_Texto do documento_
____________________

Contém spoilers leves dos primeiros quatros capítulos. Leia, aqui, as críticas das temporadas anteriores.

Ao começar a terceira temporada de Stranger Things, uma das primeiras referências aparentes, dentre as tantas que surgem no seu decorrer, é uma revisitação ao começo de Dia dos Mortos, um clássico do cinema de horror comandado por George A. Romero, que é visto pelos personagens. O próprio saudoso cineasta chegou a descrever o seu projeto como uma “tragédia acerca do quão a escassez de comunicação humana causa caos e colapso mesmo no menor pedaço da sociedade”. Usando, desta vez, a nostalgia com menos passividade, Stranger Things repensará essa premissa no seu universo. Hawkins é uma cidade bem pequena, que, porém, comporta os eventos mais ameaçadores para o planeta – novamente, esse é o caso. Ao mesmo tempo, a incompetência na compreensão entre os personagens será um dos motivos para surgir a maioria dos confrontos da temporada. Agora um pouco mais velhos e até espinhentos, os amigos encontram-se crescendo, namorando e negligenciando os seus relacionamentos. Enquanto impasses extraordinários surgem em paralelo, tais questões menores retratam a urgência da união entre esses personagens, de uma pessoa entender a outra, da comunicação ser estabelecida. Em uma temporada sobre os perigos da incomunicabilidade, os Irmãos Duffer usam as nostalgias cinematográficas para engatar o momento mais rico conceitualmente do seriado até então, mesmo em meio a grandes equívocos.

____________________

_Entradas fornecidas_
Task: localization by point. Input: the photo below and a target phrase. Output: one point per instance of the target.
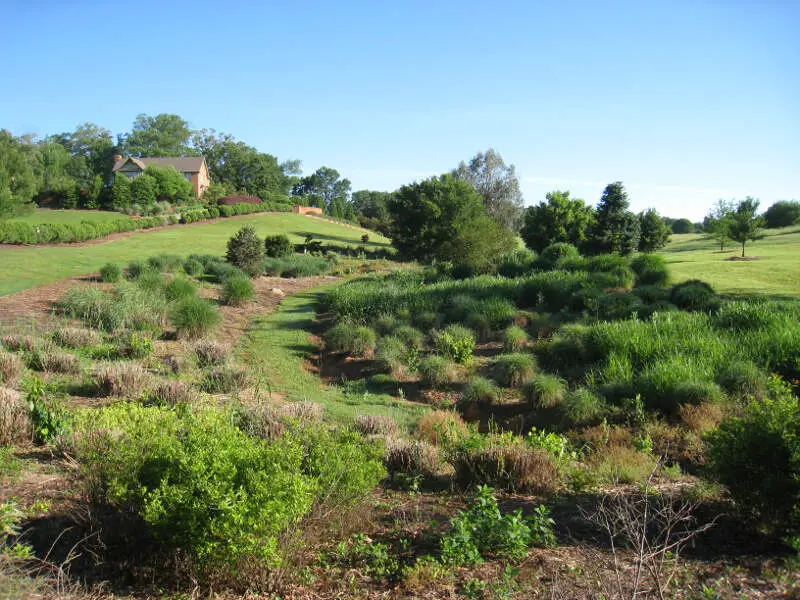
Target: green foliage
(356, 341)
(757, 456)
(650, 269)
(456, 342)
(482, 530)
(111, 273)
(246, 251)
(782, 213)
(237, 291)
(560, 220)
(480, 390)
(513, 369)
(193, 316)
(278, 246)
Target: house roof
(183, 164)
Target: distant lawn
(776, 273)
(43, 216)
(276, 348)
(24, 267)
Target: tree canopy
(497, 185)
(559, 219)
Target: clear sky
(685, 102)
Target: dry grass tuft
(15, 422)
(11, 368)
(375, 425)
(121, 379)
(441, 427)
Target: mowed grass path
(43, 216)
(25, 267)
(775, 274)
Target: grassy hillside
(70, 217)
(776, 273)
(21, 268)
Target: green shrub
(456, 342)
(545, 391)
(197, 482)
(246, 251)
(435, 371)
(356, 341)
(237, 291)
(650, 269)
(482, 530)
(514, 338)
(193, 267)
(278, 246)
(479, 390)
(757, 456)
(512, 369)
(179, 288)
(194, 316)
(694, 295)
(582, 407)
(111, 273)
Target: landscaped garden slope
(21, 268)
(775, 273)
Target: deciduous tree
(497, 185)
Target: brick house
(193, 168)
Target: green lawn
(276, 347)
(24, 267)
(43, 216)
(776, 273)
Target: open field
(21, 268)
(69, 217)
(775, 274)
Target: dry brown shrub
(514, 468)
(73, 337)
(211, 353)
(172, 392)
(11, 368)
(701, 418)
(121, 379)
(16, 342)
(442, 427)
(411, 456)
(305, 412)
(375, 425)
(60, 362)
(15, 422)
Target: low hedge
(12, 232)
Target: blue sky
(685, 102)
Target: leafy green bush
(194, 316)
(545, 391)
(694, 295)
(246, 251)
(111, 273)
(456, 342)
(435, 371)
(757, 456)
(650, 269)
(482, 530)
(237, 291)
(193, 267)
(196, 481)
(278, 246)
(479, 390)
(356, 341)
(179, 288)
(513, 369)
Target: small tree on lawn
(745, 224)
(246, 251)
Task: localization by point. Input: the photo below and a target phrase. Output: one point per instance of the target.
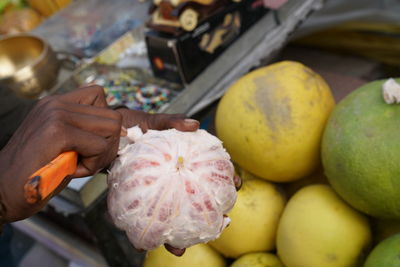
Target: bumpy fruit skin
(271, 120)
(318, 228)
(171, 187)
(258, 259)
(200, 255)
(255, 218)
(385, 254)
(361, 149)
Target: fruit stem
(391, 91)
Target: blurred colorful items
(19, 20)
(18, 16)
(274, 4)
(85, 28)
(48, 7)
(125, 87)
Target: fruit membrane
(171, 187)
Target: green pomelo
(385, 254)
(361, 151)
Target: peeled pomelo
(171, 187)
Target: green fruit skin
(361, 151)
(385, 254)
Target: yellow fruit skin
(258, 259)
(271, 120)
(200, 255)
(255, 218)
(319, 229)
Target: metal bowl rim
(43, 54)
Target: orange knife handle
(44, 181)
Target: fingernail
(124, 131)
(191, 121)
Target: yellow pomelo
(255, 218)
(319, 229)
(271, 120)
(318, 177)
(258, 259)
(200, 255)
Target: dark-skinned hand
(79, 121)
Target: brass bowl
(28, 65)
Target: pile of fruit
(321, 183)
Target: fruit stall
(294, 163)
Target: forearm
(12, 112)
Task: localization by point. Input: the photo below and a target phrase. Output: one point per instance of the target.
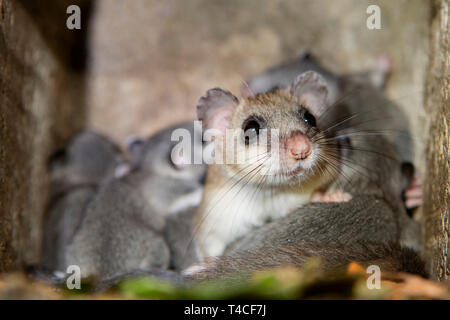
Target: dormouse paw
(335, 196)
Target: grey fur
(124, 226)
(76, 172)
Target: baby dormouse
(277, 176)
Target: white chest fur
(233, 212)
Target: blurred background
(138, 66)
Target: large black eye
(251, 129)
(309, 119)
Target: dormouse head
(273, 133)
(160, 155)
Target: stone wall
(437, 182)
(41, 106)
(151, 60)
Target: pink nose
(298, 146)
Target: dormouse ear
(216, 108)
(311, 89)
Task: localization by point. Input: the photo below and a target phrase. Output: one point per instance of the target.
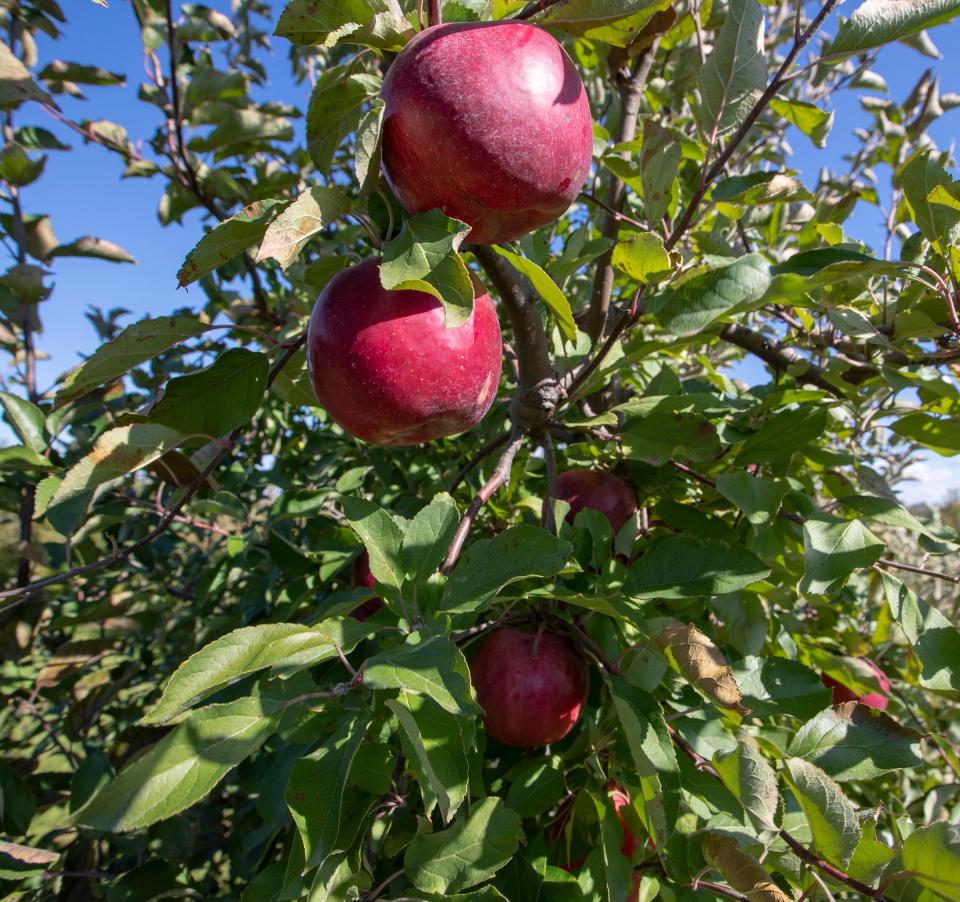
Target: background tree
(190, 709)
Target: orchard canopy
(514, 508)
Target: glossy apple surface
(600, 491)
(361, 577)
(387, 370)
(843, 693)
(531, 696)
(489, 122)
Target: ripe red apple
(600, 491)
(387, 370)
(360, 576)
(843, 693)
(530, 688)
(489, 122)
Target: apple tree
(446, 544)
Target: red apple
(489, 122)
(530, 688)
(600, 491)
(360, 576)
(843, 693)
(387, 370)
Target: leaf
(704, 299)
(216, 400)
(779, 686)
(878, 22)
(809, 118)
(314, 792)
(932, 856)
(229, 239)
(428, 536)
(751, 779)
(735, 73)
(307, 216)
(833, 549)
(181, 768)
(133, 346)
(693, 654)
(469, 852)
(117, 452)
(831, 815)
(245, 651)
(434, 667)
(423, 257)
(643, 258)
(741, 870)
(680, 566)
(490, 564)
(854, 742)
(26, 419)
(381, 536)
(436, 744)
(552, 296)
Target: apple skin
(528, 699)
(600, 491)
(841, 693)
(387, 370)
(489, 122)
(361, 577)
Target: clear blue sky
(83, 194)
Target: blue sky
(83, 193)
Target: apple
(843, 693)
(489, 122)
(600, 491)
(361, 577)
(530, 688)
(385, 368)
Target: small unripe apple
(361, 577)
(600, 491)
(385, 367)
(530, 687)
(489, 122)
(843, 693)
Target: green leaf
(306, 217)
(833, 549)
(680, 566)
(751, 779)
(932, 856)
(552, 296)
(434, 667)
(831, 815)
(216, 400)
(181, 768)
(314, 792)
(652, 752)
(490, 564)
(428, 536)
(26, 419)
(382, 537)
(878, 22)
(247, 650)
(643, 258)
(229, 239)
(436, 744)
(809, 118)
(469, 852)
(854, 742)
(735, 73)
(423, 257)
(704, 299)
(116, 453)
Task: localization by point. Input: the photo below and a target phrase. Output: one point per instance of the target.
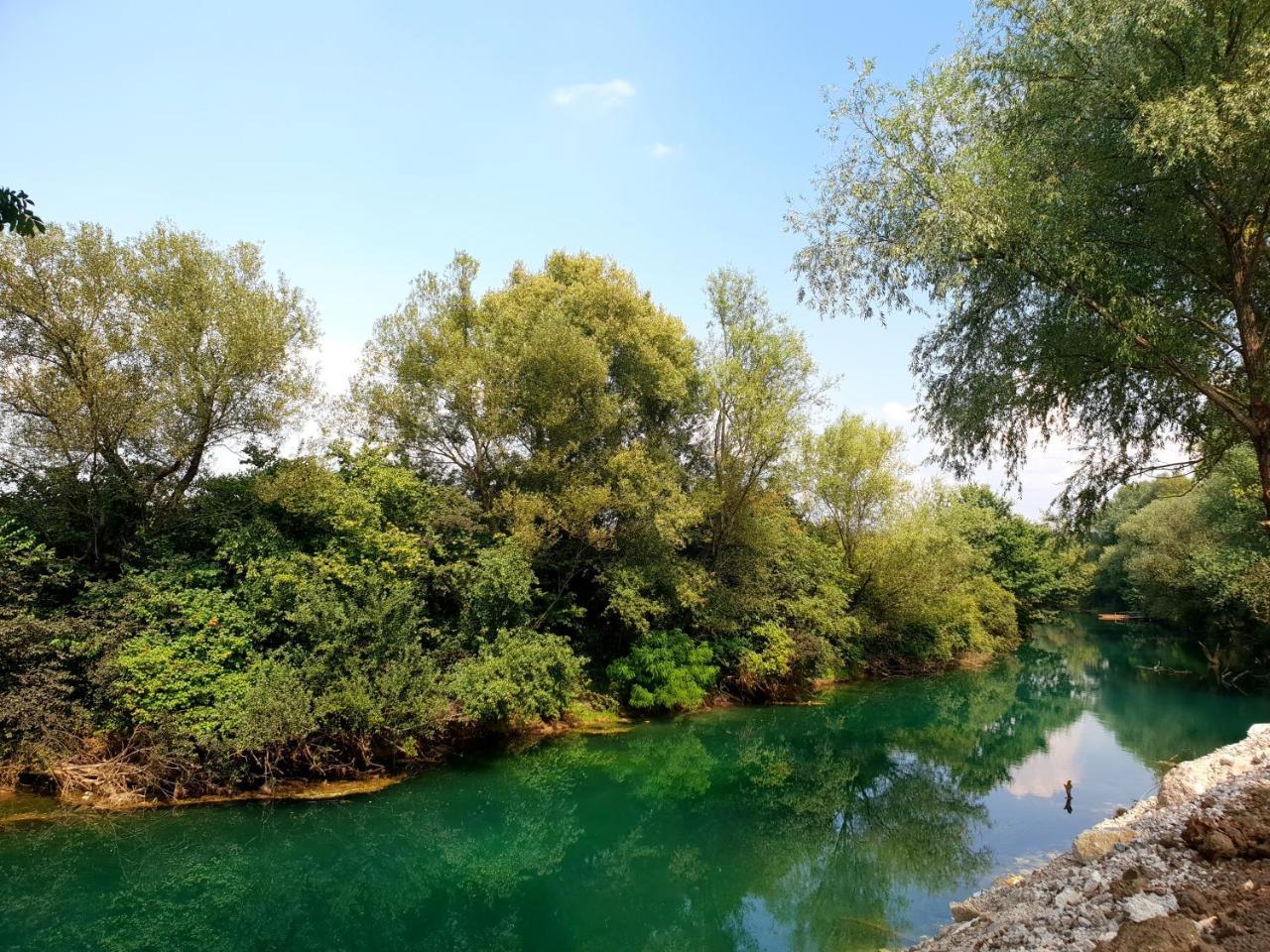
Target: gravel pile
(1185, 870)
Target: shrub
(186, 665)
(398, 699)
(665, 669)
(521, 676)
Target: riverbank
(1187, 869)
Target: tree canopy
(1080, 190)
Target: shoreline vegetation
(534, 502)
(548, 490)
(544, 495)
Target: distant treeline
(532, 503)
(1189, 552)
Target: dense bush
(665, 669)
(554, 489)
(1192, 553)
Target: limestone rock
(1143, 905)
(964, 911)
(1093, 844)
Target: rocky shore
(1187, 870)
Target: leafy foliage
(553, 484)
(666, 669)
(983, 186)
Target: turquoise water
(844, 825)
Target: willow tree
(128, 362)
(564, 403)
(1080, 190)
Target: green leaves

____________________

Prossiga com a crítica da terceira temporada de Stranger Things, retomando logo após a última frase do texto.

_Resposta esperada_
Enquanto Dustin (Gaten Matarazzo) percebe estar escanteado, após passar um mês viajando, Will (Noah Schnapp) não consegue mais agendar as tais partidas de Dungeons & Dragons em meio às questões amorosas que Lucas (Caleb McLaughlin) e Mike (Finn Wolfhard) tanto enfrentam. Hopper (David Harbour), por sua vez, possui problemas paternos em expressar suas preocupações com o relacionamento de Eleven (Millie Bobby Brown), ao passo que o seu interesse em Joyce (Winona Ryder) não consegue ser acertado. Já Nancy (Natalia Dyer), que está empregada em um jornal de Hawkins e tenta superar as barreiras do preconceito, sofre por não ser compreendida por Jonathan (Charlie Heaton). Certamente tem muito acontecendo, mas sempre para retornar à essa premissa: a separação como o caminho para o caos e a compreensão como o caminho para a salvação. O seriado, curiosamente, vai até mais além em termos narrativos, pois origina como uma das suas problemáticas um coadjuvante, que é estrangeiro, querendo comunicar-se com os protagonistas. Mais inesperado que isso é a temporada também tanger o capitalismo, trazendo a Guerra Fria para o cenário oitentista, explorando corrupção política e usando o Dia da Independência no contexto. Com variados temas e tramas, existe confusão no processo, contudo, também espírito por um dos ambientes centrais ser logo um shopping – como em outro filme de Romero, Despertar dos Mortos.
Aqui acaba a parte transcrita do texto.